**** Rows

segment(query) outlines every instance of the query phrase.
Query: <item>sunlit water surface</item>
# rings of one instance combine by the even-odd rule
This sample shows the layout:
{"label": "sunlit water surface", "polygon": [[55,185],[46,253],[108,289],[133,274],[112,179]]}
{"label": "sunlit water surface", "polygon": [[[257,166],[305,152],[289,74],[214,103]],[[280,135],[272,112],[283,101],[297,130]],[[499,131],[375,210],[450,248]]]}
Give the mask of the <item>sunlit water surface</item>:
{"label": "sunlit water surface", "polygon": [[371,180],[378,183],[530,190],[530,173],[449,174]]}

********
**** Rows

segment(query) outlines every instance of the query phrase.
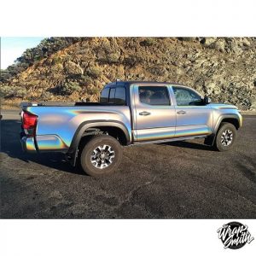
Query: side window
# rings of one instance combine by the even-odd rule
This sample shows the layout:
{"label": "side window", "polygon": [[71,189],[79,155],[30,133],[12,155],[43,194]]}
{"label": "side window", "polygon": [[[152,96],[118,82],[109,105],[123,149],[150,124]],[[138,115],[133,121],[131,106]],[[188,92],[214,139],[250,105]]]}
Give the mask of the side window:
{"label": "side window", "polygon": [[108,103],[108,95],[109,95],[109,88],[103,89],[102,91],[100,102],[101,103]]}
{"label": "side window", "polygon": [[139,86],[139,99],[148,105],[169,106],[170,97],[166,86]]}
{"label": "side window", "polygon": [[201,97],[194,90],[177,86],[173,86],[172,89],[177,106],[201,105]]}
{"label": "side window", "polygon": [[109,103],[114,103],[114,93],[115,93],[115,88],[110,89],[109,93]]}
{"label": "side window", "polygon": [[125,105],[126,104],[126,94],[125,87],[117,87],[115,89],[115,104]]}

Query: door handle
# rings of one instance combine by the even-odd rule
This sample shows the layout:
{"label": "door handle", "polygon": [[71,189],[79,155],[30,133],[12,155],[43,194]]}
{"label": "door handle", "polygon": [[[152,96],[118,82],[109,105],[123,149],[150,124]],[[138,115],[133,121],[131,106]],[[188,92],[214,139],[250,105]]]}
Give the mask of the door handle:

********

▸ Given exercise: Print the lines of the records from the line with "Query: door handle" to the line with "Give the mask of the door", reproducing each one unchanged.

▸ Solution:
Query: door handle
# rings of one instance combine by the even-odd rule
This sample shows the layout:
{"label": "door handle", "polygon": [[71,189],[79,155],[30,133],[12,155],[43,194]]}
{"label": "door handle", "polygon": [[[152,96],[118,82],[109,105],[123,149],[150,124]],[[138,115],[133,121],[131,106]],[[188,92],[214,139],[250,105]]]}
Give the mask of the door handle:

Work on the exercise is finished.